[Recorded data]
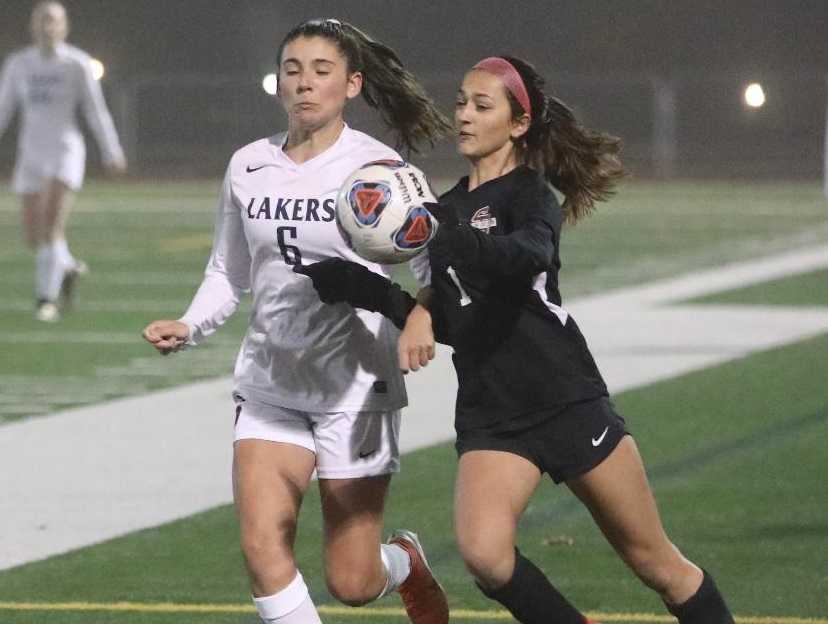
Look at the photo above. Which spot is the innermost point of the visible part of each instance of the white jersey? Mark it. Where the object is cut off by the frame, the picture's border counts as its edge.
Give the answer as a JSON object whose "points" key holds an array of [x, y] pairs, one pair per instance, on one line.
{"points": [[298, 352], [49, 90]]}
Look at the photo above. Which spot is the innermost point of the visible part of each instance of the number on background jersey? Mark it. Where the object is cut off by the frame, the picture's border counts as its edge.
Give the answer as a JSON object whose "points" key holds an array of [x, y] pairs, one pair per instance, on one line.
{"points": [[290, 253], [464, 297]]}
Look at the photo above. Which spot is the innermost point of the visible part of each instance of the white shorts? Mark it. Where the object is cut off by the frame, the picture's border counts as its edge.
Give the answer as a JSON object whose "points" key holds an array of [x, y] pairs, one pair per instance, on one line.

### Aim of the exercise
Write out these records again in full, requests included, and add 96 to every point coordinate in the answers. Leave out the pictures.

### Exercise output
Look at the photo above. Which spot is the innermost point of the visible part of each instance of the white jersey? Mark it. Where the object is cut off by the frame, the picture's border counts as its edge.
Give the answer as a JSON object whose "points" key holds an array of [x, y] pairs, one pair per instance, on one line.
{"points": [[394, 448], [145, 186]]}
Look at the photo above. Which spot is the innermost point of the visible part of each instance of the number on background jersey? Mark it. Where the object is cut off by the frame, the picture's border counts as its edge.
Give the answer as a JSON object whose "points" key holds an array of [x, y] pairs, one pair per instance, on one line.
{"points": [[386, 349], [560, 393]]}
Look at the photo above. Which spot is the innermost point of the visible part of each instance of the white shorts? Mark it. Where the object is cut off by the frame, the picture's border counts as its edge.
Give the answer as a JSON object whose "points" key holds an array of [x, y] pairs, one pair per instance, on one line.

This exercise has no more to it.